### [Your tasks]
• a. In the abstract on magnetic drug targeting, by what percentage did the external magnetic field increase the surface density of adhered particles for 600 nm particles?
• b. Condense the paragraph beginning "Coronary artery disease is the first cause" in the abstract on magnetic drug targeting into a bulleted list that keeps its main facts.

### [Text under study]
In silico study of patient-specific magnetic drug targeting for a coronary LAD atherosclerotic plaque.

Coronary artery disease is the first cause of death across the world. Targeted delivery of therapeutics through controlled release of micro- and nano-particles remains a very capable approach to develop new strategies in treating restenosis and atherosclerotic plaques. In this research, to produce the arterial geometry, an image-processing was done using CT-scan images of a LAD coronary artery. After implementing the finite element mesh, the Fluid-Structure Interaction (FSI) simulation based on physiological boundary conditions was performed. Next, a Lagrangian description of particles dynamics in a non-Newtonian blood flow considering momentum equation of motion for each particle and the imposed external magnetic field was provided. Under the influence of the magnetic field, the optimal particle size scope for which the surface density of particles (SDP) adhered on the plaque lumen reaches its maximum was specified. Also, our results signify that applying a magnetic field can adversely affect the delivery of particles to the targeted site for near micron-size particles. Along with the evaluation of the Brownian and the gravitational forces on nanoparticles, the uniformity of the distribution of particles in the left coronary network with and without the presence of the magnetic field has been studied. In conclusion, the external magnetic field has increased the SDP adhered on the targeted surface by 49.4% and 59.7% for 400 and 600 nm particles, respectively.

### [Dataset content]
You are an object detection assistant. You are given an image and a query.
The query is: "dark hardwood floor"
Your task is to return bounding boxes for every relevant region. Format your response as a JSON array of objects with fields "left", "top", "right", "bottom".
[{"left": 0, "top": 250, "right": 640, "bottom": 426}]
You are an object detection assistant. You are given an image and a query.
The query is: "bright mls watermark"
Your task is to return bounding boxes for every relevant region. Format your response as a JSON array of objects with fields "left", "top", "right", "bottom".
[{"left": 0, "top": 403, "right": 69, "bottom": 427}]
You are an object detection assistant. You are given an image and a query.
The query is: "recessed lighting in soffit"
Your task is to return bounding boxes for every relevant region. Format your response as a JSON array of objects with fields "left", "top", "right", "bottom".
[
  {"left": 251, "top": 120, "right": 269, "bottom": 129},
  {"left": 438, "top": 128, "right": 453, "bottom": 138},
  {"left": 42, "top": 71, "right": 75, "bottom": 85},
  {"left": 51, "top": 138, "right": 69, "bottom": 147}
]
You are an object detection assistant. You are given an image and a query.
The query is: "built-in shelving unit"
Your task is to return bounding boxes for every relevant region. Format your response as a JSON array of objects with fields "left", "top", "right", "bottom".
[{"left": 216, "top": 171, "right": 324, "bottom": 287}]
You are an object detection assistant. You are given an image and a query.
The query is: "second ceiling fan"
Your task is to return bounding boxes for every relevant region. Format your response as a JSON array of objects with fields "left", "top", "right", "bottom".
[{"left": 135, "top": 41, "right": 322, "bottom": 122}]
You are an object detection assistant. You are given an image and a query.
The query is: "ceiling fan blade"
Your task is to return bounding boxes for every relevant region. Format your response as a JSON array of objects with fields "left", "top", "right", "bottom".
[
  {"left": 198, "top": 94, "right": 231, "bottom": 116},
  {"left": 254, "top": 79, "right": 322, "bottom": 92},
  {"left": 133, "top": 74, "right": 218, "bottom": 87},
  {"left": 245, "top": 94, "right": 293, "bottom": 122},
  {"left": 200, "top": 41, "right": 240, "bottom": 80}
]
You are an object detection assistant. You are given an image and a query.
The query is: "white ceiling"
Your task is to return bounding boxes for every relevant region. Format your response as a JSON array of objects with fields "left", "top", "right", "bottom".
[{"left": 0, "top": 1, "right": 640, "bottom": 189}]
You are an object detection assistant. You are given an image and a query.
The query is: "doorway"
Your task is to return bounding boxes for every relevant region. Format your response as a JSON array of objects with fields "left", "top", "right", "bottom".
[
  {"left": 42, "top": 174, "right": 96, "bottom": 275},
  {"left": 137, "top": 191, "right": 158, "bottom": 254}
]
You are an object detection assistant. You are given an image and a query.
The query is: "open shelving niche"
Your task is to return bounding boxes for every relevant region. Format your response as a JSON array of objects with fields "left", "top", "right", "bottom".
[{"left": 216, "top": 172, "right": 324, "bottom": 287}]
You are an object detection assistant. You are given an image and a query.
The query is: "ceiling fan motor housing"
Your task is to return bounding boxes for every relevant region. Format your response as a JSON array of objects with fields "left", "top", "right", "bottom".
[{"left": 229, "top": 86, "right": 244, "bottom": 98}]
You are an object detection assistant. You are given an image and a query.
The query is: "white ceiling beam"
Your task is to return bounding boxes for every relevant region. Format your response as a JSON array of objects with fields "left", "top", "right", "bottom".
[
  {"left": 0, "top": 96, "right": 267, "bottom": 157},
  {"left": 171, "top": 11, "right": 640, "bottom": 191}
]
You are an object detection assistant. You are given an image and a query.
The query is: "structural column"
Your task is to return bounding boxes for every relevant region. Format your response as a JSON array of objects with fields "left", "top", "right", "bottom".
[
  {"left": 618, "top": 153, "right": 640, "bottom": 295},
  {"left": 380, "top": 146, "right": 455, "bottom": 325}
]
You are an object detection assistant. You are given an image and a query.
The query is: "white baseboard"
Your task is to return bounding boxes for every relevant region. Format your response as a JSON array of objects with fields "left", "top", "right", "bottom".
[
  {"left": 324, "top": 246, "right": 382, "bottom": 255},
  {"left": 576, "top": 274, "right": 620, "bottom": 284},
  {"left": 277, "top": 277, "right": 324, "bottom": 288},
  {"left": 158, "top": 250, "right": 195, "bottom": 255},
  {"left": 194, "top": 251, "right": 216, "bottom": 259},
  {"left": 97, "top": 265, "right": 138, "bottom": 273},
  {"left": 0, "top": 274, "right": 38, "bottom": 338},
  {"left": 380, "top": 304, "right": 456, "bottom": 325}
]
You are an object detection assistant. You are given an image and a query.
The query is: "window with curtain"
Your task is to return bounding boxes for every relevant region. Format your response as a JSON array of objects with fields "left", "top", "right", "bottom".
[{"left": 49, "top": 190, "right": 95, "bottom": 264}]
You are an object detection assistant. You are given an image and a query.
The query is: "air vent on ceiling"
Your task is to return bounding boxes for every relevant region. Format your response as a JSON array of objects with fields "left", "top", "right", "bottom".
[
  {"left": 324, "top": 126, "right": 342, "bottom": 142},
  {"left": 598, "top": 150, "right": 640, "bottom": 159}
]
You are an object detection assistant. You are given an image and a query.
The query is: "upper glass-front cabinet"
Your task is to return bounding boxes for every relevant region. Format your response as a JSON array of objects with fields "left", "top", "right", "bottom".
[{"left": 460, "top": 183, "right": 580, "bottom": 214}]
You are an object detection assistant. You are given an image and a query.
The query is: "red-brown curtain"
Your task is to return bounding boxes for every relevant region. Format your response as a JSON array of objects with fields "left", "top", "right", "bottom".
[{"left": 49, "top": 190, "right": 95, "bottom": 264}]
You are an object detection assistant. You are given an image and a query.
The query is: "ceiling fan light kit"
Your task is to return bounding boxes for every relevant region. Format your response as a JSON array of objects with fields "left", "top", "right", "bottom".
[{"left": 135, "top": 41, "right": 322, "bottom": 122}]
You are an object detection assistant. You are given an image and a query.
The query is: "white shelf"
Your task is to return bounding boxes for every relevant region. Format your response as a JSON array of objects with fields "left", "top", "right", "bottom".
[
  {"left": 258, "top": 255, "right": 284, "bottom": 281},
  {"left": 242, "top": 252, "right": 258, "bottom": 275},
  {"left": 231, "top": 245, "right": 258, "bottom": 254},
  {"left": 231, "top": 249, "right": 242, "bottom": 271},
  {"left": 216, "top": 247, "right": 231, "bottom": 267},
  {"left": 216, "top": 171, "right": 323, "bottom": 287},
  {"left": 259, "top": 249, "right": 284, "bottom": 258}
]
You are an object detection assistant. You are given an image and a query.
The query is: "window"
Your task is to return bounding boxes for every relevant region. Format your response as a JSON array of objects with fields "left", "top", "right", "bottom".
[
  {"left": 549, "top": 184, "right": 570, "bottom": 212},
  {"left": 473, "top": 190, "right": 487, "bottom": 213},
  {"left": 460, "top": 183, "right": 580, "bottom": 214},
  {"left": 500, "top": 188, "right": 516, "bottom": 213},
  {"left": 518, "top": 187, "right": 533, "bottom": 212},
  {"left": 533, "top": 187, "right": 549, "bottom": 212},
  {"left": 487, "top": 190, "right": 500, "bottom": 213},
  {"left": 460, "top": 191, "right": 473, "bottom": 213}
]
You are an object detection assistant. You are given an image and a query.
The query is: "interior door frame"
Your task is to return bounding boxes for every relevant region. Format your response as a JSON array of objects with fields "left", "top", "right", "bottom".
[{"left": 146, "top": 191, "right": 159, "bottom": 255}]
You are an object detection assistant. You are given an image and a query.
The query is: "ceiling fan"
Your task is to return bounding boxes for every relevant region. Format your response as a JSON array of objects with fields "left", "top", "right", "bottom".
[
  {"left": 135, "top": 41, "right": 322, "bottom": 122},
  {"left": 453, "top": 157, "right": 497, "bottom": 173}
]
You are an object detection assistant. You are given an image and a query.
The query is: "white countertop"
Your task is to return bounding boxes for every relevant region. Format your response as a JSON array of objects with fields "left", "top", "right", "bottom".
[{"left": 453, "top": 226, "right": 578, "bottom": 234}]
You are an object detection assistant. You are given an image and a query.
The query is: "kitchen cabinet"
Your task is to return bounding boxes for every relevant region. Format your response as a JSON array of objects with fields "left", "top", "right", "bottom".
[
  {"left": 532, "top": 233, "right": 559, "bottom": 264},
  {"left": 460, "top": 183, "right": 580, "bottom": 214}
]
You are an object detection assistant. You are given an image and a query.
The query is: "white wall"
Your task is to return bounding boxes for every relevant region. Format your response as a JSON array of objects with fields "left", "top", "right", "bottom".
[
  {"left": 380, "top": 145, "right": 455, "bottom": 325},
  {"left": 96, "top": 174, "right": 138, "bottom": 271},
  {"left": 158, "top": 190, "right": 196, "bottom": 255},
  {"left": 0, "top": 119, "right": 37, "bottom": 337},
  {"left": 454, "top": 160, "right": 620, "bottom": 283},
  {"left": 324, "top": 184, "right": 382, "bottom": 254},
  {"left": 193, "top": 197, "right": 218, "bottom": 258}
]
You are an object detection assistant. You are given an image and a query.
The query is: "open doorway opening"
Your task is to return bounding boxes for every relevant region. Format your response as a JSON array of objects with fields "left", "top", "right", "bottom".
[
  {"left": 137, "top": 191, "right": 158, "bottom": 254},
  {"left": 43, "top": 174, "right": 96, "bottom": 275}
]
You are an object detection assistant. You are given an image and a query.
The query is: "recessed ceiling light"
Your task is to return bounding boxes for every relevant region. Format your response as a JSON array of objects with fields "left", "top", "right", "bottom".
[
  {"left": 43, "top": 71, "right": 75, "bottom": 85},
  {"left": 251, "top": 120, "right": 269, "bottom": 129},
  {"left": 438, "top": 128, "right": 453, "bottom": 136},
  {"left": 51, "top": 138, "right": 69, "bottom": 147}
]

### [Task answers]
• a. 59.7%

• b.
- Coronary artery disease is the leading cause of death worldwide.
- Targeted delivery through controlled release of micro- and nano-particles is a promising approach for treating restenosis and atherosclerotic plaques.
- The arterial geometry was built by image-processing CT-scan images of a LAD coronary artery.
- After finite element meshing, a Fluid-Structure Interaction (FSI) simulation was run with physiological boundary conditions.
- Particle dynamics were described in a Lagrangian way, in non-Newtonian blood flow, using each particle's momentum equation and an external magnetic field.
- Under the magnetic field, the optimal particle size range for maximum surface density of particles (SDP) on the plaque lumen was identified.
- The magnetic field can hinder delivery of near micron-size particles to the target site.
- The Brownian and gravitational forces on nanoparticles were evaluated.
- The uniformity of particle distribution in the left coronary network was studied with and without the magnetic field.
- The magnetic field increased SDP on the target surface by 49.4% for 400 nm particles and 59.7% for 600 nm particles.